:: WORKING DATA

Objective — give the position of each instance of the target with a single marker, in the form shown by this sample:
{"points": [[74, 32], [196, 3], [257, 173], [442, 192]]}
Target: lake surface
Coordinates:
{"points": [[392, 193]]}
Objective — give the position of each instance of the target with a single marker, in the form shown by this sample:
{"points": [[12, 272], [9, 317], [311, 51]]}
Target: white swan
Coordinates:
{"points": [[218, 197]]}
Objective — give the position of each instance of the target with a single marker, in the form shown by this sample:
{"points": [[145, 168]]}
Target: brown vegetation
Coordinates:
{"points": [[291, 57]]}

::::
:: WORKING DATA

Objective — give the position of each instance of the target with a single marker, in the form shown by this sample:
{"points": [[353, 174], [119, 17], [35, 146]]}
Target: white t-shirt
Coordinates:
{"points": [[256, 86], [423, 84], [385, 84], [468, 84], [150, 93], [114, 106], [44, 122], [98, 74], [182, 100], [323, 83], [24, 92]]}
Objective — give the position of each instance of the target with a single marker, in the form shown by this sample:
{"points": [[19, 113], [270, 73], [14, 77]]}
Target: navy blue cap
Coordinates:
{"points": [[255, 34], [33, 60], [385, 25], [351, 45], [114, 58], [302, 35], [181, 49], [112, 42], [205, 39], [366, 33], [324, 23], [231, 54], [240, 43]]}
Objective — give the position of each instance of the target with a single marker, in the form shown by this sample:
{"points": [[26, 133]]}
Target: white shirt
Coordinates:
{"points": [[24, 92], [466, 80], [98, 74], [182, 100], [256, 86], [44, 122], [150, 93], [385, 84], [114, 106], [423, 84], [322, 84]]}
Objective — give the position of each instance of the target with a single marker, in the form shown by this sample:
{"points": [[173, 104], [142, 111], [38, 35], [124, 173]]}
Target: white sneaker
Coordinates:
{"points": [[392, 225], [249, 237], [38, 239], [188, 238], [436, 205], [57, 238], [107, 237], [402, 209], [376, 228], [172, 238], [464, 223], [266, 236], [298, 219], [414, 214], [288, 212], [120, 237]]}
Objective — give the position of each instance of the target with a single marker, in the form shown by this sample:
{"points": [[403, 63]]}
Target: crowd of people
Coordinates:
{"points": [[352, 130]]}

::::
:: WORKING DATA

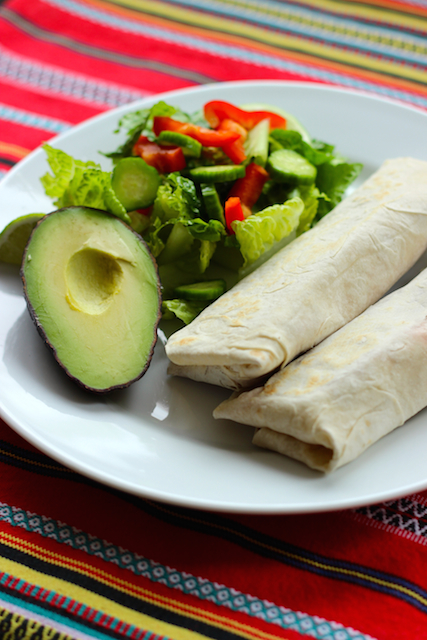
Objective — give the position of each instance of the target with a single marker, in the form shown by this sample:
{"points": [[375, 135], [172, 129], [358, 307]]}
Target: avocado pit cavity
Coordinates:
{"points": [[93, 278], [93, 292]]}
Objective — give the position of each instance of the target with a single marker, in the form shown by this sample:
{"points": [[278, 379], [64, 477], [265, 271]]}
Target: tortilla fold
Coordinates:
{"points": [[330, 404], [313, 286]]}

::::

**WHAT NEEDS TO BE DONE**
Please pick out every line in the items above that contains the word "white", and copy each one.

**EXERCISE OUTPUT**
Target: white swan
Target: white t-shirt
Target: white shirt
Target: white sneaker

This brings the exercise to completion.